_The exercise_:
Repeat the records below word for word, but start at the line that contains "point: 2008 chrysler", stop after the last line, and include nothing else.

Stored data entries

■ ■ ■

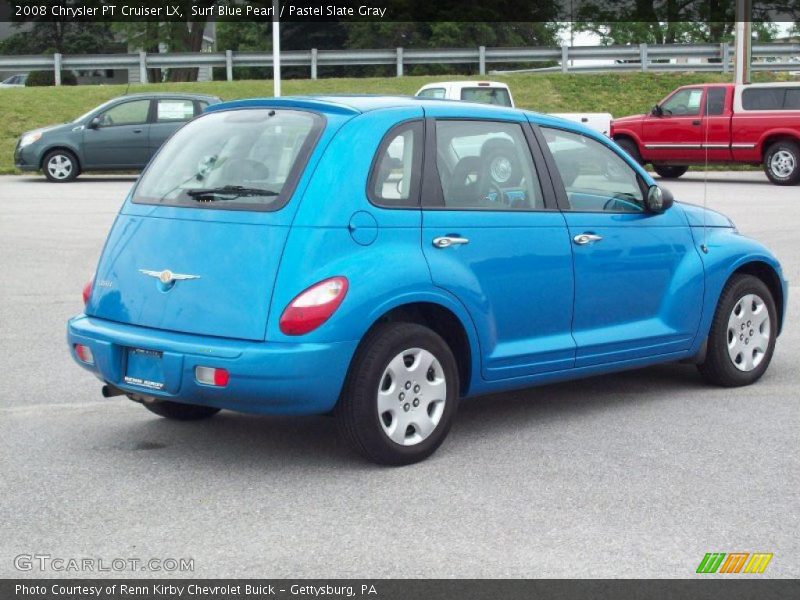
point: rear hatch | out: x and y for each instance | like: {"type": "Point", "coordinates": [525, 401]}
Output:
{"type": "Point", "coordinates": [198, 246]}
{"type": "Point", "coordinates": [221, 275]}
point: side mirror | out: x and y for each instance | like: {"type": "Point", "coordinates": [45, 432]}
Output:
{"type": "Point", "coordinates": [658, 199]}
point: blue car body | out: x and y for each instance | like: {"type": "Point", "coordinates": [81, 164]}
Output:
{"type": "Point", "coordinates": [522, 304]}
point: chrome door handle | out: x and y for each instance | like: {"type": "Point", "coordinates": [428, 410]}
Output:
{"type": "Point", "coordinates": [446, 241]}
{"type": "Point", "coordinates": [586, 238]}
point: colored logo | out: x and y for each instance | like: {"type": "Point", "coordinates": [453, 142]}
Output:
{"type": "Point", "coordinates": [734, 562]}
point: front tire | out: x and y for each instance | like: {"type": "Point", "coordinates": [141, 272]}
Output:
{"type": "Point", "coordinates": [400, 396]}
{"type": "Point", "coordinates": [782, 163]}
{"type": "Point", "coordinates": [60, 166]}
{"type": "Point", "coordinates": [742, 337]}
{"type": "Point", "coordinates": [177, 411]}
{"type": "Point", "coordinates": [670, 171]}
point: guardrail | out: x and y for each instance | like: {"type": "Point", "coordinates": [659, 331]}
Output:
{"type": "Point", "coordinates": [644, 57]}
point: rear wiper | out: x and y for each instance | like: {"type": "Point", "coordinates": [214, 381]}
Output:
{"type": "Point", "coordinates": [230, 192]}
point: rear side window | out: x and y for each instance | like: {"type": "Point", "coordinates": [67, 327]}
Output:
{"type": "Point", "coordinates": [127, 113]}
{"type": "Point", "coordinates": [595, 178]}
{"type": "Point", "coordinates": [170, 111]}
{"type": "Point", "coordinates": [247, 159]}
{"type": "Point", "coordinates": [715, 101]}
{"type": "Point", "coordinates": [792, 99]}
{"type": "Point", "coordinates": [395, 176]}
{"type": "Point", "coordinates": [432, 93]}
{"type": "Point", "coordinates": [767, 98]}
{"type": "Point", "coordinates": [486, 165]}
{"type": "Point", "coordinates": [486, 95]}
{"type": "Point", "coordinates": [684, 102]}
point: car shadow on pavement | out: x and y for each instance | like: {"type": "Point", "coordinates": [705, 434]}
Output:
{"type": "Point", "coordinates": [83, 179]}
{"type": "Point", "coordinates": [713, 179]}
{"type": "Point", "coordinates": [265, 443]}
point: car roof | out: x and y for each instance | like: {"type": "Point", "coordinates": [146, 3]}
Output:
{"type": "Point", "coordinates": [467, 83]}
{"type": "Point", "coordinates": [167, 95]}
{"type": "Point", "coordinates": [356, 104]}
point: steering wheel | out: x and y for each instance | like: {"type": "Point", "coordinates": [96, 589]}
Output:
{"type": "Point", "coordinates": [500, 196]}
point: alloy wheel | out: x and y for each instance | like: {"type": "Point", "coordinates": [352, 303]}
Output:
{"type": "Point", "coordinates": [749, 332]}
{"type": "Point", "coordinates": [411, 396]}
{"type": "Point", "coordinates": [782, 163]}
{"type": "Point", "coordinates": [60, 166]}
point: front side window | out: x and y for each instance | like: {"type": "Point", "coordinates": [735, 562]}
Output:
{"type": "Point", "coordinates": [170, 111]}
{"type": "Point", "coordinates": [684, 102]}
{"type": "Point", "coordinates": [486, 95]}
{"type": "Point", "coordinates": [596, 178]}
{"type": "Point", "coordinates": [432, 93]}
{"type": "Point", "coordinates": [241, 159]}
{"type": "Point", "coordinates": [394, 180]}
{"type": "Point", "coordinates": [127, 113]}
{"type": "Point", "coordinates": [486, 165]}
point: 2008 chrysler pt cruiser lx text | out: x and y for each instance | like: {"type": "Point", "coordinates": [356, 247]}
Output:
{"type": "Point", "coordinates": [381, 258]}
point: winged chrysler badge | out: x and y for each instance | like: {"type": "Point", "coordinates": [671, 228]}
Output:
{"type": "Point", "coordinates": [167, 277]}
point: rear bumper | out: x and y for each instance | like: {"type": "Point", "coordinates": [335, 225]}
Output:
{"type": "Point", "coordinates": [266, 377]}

■ ■ ■

_Solved exercise_:
point: 2008 chrysler pt cruiser lx text | out: x and y for each instance | like: {"type": "Point", "coordinates": [356, 247]}
Output:
{"type": "Point", "coordinates": [381, 258]}
point: winged chrysler badge | out: x and y for each instance | like: {"type": "Point", "coordinates": [671, 228]}
Output:
{"type": "Point", "coordinates": [167, 277]}
point: rear bumper | out: x and y for each instance | like: {"type": "Point", "coordinates": [335, 225]}
Output:
{"type": "Point", "coordinates": [266, 377]}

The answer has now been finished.